PROBLEMS TO SOLVE »
- A) In the article on the Bitcoin crash and trading tools, which exchanges are named as not having crashed?
- B) Continue the article on the Bitcoin crash and trading tools from its last paragraph.

What the June 26th BTC crash tells us about market structure and the need for proper trading tools.
On Wednesday, June 28, Crypto exchange Coinbase had a brief outage (both their API and website) and Bitcoin promptly crashed18% over the next 15 minutes. That’s almost a 20% decline in a single asset’s value in literally 10 minutes. This is a truly horrific bit of price movement.
I still don’t know if this shutdown is entirely understood by the general marketplace. Regardless, Coinbase knows what happened, and as it relates to this article, it really doesn’t matter what the cause was. It’s also hard to discern if they’ve been completely forthcoming providing all the information to explain exactly how this played out.
That said, what we saw leading up to the crash was a heavy influx of volume as the BTC and general crypto market rallied. This had the effect of putting stress onto the system and then raises a kind of chicken in the egg situation in the leadup to the market’s crash — did heavy volume, poor liquidity and an overabundance of orders cause Coinbase to shut down or did Coinbase shut down on its own right because they had some unrelated technology issue. Then, with the system shut down, there was panic and a huge influx of orders. Regardless, a major exchange went down, and that should never happen.
No other exchange crashed. To name just a few — Binance, Bitfinex, Gemini, etc. — did not crash. Coinbase was the only exchange that failed to execute orders in that moment. This makes paramount the need for a major reformation in the crypto infrastructure so A) these kind of outages in highly volatile markets with tremendous price movements don’t ever happen and B) there needs to be other types of infrastructure in place that can help people cope with times of such duress. Within the exchanges themselves, there’s certainly different things that can be done to help mitigate if not prevent this type of price volatility. Aside from the technology itself not going down to begin with, there could be market structures put in place that allow for heavy volume and large orders. This can be done with different order types and exchange rules (speed bumps), which have the effect of regulating the flow that comes in at any given moment and manage that in a more systematic and fluid fashion.
Just as critically, traders also need access to all the other exchanges at times like this so, when one exchange goes down, they can quickly execute orders at other exchanges and through other sources of liquidity and continue to trade in and out of their positions. If Coinbase is down, they need to quickly jump into Binance or Gemini or some other exchange where they liquidate or trade around their positions.

DATA TO EXAMINE »
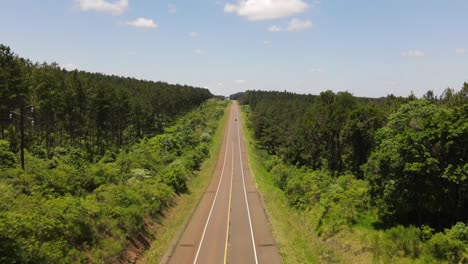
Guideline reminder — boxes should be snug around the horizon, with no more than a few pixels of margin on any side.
[0,0,468,98]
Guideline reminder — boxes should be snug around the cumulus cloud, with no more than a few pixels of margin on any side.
[77,0,128,15]
[60,63,78,71]
[309,68,324,73]
[401,50,426,57]
[455,48,468,55]
[167,4,177,14]
[268,26,284,32]
[127,17,158,28]
[224,0,309,21]
[268,18,313,32]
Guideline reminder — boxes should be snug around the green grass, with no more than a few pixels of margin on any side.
[139,102,229,263]
[242,108,324,264]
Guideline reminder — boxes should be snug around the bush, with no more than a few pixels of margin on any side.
[0,140,17,168]
[429,223,468,263]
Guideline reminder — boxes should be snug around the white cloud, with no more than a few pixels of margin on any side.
[77,0,128,15]
[167,4,177,14]
[309,68,325,73]
[127,17,158,28]
[268,26,284,32]
[60,63,78,71]
[287,18,312,32]
[268,18,312,32]
[224,0,309,21]
[401,50,426,57]
[455,48,468,55]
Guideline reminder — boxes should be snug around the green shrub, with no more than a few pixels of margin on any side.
[429,223,468,263]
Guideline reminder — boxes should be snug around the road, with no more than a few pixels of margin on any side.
[168,102,281,264]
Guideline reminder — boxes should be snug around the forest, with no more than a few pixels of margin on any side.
[0,45,213,163]
[236,87,468,263]
[0,46,227,263]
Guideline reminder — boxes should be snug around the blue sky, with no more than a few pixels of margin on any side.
[0,0,468,97]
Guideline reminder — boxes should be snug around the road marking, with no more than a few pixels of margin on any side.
[193,106,232,264]
[224,144,234,264]
[236,105,258,264]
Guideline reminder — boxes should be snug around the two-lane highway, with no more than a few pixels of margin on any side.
[169,102,281,264]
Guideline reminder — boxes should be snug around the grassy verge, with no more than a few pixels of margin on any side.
[242,108,334,264]
[139,102,230,263]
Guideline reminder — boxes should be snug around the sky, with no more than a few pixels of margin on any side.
[0,0,468,97]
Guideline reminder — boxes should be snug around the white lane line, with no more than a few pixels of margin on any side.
[236,105,258,264]
[224,144,234,264]
[193,106,232,264]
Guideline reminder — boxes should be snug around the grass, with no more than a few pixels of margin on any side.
[242,107,446,264]
[139,101,229,263]
[238,108,326,264]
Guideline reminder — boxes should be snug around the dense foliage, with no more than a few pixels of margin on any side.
[0,45,212,159]
[239,84,468,263]
[0,99,226,263]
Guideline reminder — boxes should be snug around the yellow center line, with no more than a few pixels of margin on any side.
[224,141,234,264]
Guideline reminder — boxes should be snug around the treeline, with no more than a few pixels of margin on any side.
[0,99,227,263]
[0,45,213,159]
[235,87,468,262]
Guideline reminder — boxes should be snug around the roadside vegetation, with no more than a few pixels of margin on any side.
[0,43,227,263]
[233,84,468,263]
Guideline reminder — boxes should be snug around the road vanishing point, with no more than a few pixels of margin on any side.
[165,102,281,264]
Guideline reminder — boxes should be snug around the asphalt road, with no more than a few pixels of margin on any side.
[168,102,281,264]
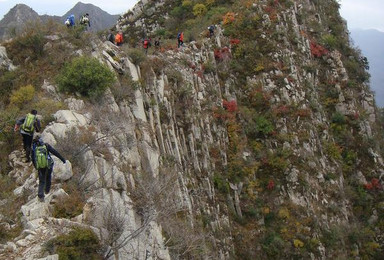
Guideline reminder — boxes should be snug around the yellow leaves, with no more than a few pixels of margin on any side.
[223,12,235,24]
[193,4,208,17]
[293,239,304,248]
[278,208,291,219]
[254,64,265,72]
[261,207,271,215]
[9,85,35,107]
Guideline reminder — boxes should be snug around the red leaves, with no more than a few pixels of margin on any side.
[229,39,241,45]
[364,178,382,190]
[214,47,231,61]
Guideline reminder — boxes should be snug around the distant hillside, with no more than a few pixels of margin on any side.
[351,29,384,107]
[62,2,119,32]
[0,2,119,40]
[0,4,41,39]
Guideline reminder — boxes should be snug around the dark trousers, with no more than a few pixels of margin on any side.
[177,40,184,48]
[37,168,53,198]
[21,134,33,160]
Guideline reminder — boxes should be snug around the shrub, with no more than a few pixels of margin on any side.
[33,99,66,125]
[9,85,35,107]
[255,116,274,136]
[128,49,146,66]
[193,4,207,17]
[56,57,115,97]
[45,227,103,260]
[310,41,328,58]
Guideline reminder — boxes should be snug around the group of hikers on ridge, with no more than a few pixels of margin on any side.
[64,13,91,31]
[14,109,66,202]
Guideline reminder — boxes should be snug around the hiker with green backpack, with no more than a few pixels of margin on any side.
[32,135,66,202]
[14,109,41,162]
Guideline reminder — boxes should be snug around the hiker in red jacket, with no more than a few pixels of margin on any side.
[177,32,184,48]
[115,31,123,46]
[143,38,151,54]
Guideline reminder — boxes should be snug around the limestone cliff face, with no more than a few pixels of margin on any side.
[2,1,384,259]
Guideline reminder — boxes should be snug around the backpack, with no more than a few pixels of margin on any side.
[80,15,89,24]
[21,113,36,133]
[35,144,49,169]
[107,33,115,42]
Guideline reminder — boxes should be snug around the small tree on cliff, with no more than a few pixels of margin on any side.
[56,57,115,98]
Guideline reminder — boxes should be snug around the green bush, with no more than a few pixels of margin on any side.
[10,85,35,107]
[45,227,103,260]
[128,49,146,66]
[56,57,115,97]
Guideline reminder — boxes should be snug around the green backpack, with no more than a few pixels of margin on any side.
[35,144,49,169]
[21,113,36,133]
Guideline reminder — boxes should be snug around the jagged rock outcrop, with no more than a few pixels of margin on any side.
[2,1,384,259]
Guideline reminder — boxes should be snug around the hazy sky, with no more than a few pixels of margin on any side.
[340,0,384,32]
[0,0,384,32]
[0,0,139,20]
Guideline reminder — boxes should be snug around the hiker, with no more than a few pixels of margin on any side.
[80,13,91,31]
[14,109,41,162]
[155,37,160,50]
[208,25,215,38]
[32,135,66,202]
[177,32,184,48]
[115,31,123,46]
[143,38,151,54]
[107,31,115,44]
[65,14,75,28]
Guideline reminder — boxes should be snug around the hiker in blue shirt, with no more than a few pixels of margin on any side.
[65,14,75,27]
[32,135,66,202]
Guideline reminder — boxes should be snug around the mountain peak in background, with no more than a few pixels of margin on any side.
[0,4,41,39]
[0,2,119,39]
[62,2,119,31]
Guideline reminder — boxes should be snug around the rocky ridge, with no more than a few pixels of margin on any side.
[3,1,383,259]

ANSWERS BY ITEM »
- A) Binance, Bitfinex, and Gemini.

- B)
The best way to do that is with some proper functioning technology, like an OEMS — order execution management system. Tiger Trading is an OEMS, which enables users to manage and trade all their accounts from a single platform. Tiger gives you the pipes or the highway into all of these other liquidity sources so that when there is a hiccup or crash on one venue, a trader can seamlessly place orders into another. Regardless of whether you had a position on Coinbase when it crashed, and you needed to get out of that position, you’re still leaving a lot of money on the table by not having accounts at other exchanges. If you’re paying attention to the market at that given moment and you see Coinbase is down and you have some technology that gives you access to other exchanges, then you can quickly jump in take advantage of the price action, particularly if the access point has direct connectivity and low latencies.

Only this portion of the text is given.